Work to complete: Print the full listing below verbatim, reproducing every line without alteration.

---*---

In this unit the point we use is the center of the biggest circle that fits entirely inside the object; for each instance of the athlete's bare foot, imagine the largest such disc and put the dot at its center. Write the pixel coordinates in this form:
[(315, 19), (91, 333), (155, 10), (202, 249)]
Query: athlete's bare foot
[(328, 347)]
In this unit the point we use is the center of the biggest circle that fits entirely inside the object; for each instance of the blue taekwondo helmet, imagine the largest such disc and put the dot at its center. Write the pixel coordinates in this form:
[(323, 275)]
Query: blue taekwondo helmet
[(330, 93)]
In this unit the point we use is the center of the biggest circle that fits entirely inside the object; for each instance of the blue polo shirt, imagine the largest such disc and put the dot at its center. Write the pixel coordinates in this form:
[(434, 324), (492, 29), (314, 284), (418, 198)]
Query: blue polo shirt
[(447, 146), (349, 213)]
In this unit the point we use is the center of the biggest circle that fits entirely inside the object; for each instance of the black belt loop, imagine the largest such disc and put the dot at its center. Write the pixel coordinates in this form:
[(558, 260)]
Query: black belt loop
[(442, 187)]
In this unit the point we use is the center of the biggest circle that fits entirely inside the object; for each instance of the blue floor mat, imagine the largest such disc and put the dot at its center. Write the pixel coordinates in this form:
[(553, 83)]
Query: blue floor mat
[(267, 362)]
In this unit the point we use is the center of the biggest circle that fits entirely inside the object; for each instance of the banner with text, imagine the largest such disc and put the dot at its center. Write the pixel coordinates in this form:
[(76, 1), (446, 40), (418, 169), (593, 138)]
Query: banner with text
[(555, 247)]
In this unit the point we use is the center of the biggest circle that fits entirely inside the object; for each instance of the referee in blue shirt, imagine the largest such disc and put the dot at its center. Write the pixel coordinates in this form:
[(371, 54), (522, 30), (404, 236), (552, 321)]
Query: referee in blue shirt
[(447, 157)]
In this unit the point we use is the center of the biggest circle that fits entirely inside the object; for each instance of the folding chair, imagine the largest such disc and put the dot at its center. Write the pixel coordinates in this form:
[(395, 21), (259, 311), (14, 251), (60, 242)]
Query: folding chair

---*---

Answer to this task:
In this unit the point we use is the center of the biggest circle that fits entirely inside the object; for each instance of the athlete's bare foot, imagine the largest such disc and put the dot at its center. Write the pixel coordinates in this form:
[(315, 19), (91, 333), (155, 10), (202, 249)]
Query: athlete's bare foot
[(328, 347)]
In this unit the point we use is the center of the biggest circle that fits entirely inside the object; for each instance of the blue taekwondo helmet, imagine the largest such disc and put the dot at its center. Write the pixel coordinates in this form:
[(323, 275)]
Query: blue taekwondo helmet
[(330, 93)]
In this unit the point we use is the center of the biggest circle that fits entirely inside the object; for each instance of the blue polo shirt, imagine the largest such disc and put the dot at its center. Write the pixel coordinates in this form:
[(434, 324), (492, 29), (314, 284), (418, 198)]
Query: blue polo shirt
[(447, 146), (349, 213)]
In this unit the point we use is the center of the biggest circle that fits entirely inside the object; for each instance of the black belt loop, imagine the largest such disc and put the dot at its center. Write the pixel coordinates in this form:
[(558, 260)]
Query: black belt loop
[(442, 187)]
In this unit the point we use is the center of the biggest circle that fits entirely inside the object; for each instance of the blue floor mat, imagine the largest such disc and put the dot at its center. Write the pixel coordinates in this form:
[(553, 83)]
Query: blue floor mat
[(267, 362)]
In this unit the point we use is the center of the biggest circle that fits entirely inside the object; for each instance of the banner with text, imagine the largest such disc and put the dot at its center. Write the pixel coordinates in this form:
[(76, 1), (446, 40), (418, 169), (593, 138)]
Query: banner with text
[(555, 247)]
In this unit the point we use is the center of the biggest circle that fits entirely inside the object; for each instance of the referee in blue shirt, imagine the largest such disc and put the dot at its center. Write the pixel coordinates in this form:
[(371, 54), (522, 30), (404, 236), (552, 321)]
Query: referee in blue shirt
[(447, 157)]
In this unit the point we use is the center of the biggest circle that fits entirely inside the object; for each instance of the folding chair, imagine the largest such disc and put the dot at its center. Write the pixel coordinates in this form:
[(395, 21), (259, 311), (14, 251), (60, 242)]
Query: folding chair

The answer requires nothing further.